▶ _Point-per-instance localization data_:
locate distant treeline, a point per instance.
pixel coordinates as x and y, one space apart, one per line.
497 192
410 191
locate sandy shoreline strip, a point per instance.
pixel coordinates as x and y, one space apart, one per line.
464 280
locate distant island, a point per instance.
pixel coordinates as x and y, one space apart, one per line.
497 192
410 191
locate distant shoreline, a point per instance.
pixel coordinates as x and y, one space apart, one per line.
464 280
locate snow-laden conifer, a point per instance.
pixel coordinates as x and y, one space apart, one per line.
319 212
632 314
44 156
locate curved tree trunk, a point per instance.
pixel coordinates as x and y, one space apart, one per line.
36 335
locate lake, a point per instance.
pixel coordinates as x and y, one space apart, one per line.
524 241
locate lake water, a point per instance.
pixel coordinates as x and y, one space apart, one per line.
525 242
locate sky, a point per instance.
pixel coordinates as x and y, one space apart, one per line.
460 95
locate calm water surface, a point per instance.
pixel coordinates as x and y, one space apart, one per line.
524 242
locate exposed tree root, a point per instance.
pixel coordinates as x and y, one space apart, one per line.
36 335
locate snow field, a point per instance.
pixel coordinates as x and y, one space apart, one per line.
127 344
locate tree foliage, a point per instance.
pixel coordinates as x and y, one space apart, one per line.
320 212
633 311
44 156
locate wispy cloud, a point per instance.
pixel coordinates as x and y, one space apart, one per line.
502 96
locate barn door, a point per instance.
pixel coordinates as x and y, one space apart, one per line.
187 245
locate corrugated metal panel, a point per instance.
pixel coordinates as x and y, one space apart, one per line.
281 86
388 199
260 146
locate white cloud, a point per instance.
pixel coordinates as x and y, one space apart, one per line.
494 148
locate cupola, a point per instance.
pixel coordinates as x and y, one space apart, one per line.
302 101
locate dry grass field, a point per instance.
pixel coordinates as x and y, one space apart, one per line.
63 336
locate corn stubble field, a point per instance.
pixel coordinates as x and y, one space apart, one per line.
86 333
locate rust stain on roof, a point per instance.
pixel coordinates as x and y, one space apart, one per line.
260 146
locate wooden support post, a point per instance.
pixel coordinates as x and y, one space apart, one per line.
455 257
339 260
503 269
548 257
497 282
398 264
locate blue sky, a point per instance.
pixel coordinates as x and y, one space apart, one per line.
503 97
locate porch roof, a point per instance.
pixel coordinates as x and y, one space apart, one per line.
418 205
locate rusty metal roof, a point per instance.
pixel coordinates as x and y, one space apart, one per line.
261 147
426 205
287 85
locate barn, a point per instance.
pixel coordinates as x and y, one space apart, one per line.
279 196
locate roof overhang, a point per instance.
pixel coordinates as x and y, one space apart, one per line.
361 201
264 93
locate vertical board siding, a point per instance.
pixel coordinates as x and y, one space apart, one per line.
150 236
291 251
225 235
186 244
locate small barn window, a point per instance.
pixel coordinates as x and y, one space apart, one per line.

▶ _Instructions to follow_:
Every record above needs to be repeated word for word.

▶ _Task output_:
locate distant treeline, a point per instance.
pixel coordinates as x and y, one space apart, one per line.
497 192
410 191
locate sandy shoreline strip, a point per instance.
pixel coordinates as x and y, one space apart, one per line.
464 280
locate distant island, a point per instance.
pixel coordinates as x and y, one space apart, one per line.
497 192
410 191
locate distant shoreline, a point per instance.
pixel coordinates as x and y, one space apart, one per line.
464 280
locate snow-laden conifer, a point per instance.
pixel coordinates as x and y, one space apart, one per line.
319 212
632 314
44 156
locate curved tree trunk, a point per instance.
pixel coordinates as x and y, one space apart, one per line.
36 335
locate lake, a point per instance.
pixel coordinates as x and y, one space apart, one per line.
524 241
locate lake water, a point per instance.
pixel coordinates as x and y, one space apart, one per line.
525 242
locate sky, a point per instance.
pixel coordinates as x and y, one space apart, one per line.
460 95
locate calm water surface, a point per instance.
pixel coordinates as x and y, one space apart, one per line.
524 242
locate exposed tree root, a point per instance.
pixel coordinates as x and y, one space apart, one per line.
36 335
locate snow field, a point per instance.
pixel coordinates as x and y, one space apart, one per line.
127 344
locate tree foliage, a point per instance.
pixel coordinates as x and y, one space apart, one per line.
320 212
633 311
44 156
locate wispy cloud, a point per instance.
pixel coordinates as x and y, one space apart, one per line.
502 96
locate barn door, a point per instance.
pixel coordinates as x and y, one space apart, one per line.
187 245
locate corrugated metal panel, a point per instance.
pixel coordinates as x and y, one space apart, one per line.
281 86
388 199
260 146
locate white cloud, a point per instance.
pixel coordinates as x and y, one space apart, one per line.
494 148
locate cupola, a point per instance.
pixel coordinates as x and y, one space apart, one per line.
302 101
locate dry grass field, a point per instance.
pixel coordinates as x and y, one space apart, one per line.
63 336
locate corn stubble field, a point per instance.
pixel coordinates as x and y, one space apart, one per line.
86 333
locate rust stain on roof, a point per instance.
pixel coordinates as x and y, one space apart, one per line.
260 146
locate wooden support post, a point per instance.
pixel coordinates as x and y, one space apart, one per line.
455 257
339 260
503 269
548 257
497 282
398 264
locate blue sky, a point per instance.
pixel coordinates as x and y, one space apart, one per line.
503 97
locate porch roof, a point per instance.
pixel coordinates as x and y, one space apart, one per line.
418 205
locate rusty metal roof, a point per instance.
pixel coordinates as x and y, one space apart, one per line.
261 147
426 205
287 85
locate barn, a point per instance.
pixel coordinates as x and y, one space apart, one per line.
279 196
locate roof overhang, a point per instance.
pixel coordinates as x and y, one space apart, one per line.
361 201
264 93
locate vertical board siding, a point per instance.
pixel coordinates as x and y, one space apart, one per line.
150 236
291 251
225 235
186 244
locate small barn window, a point per instance.
pixel coordinates as x and y, one space apart, one per line.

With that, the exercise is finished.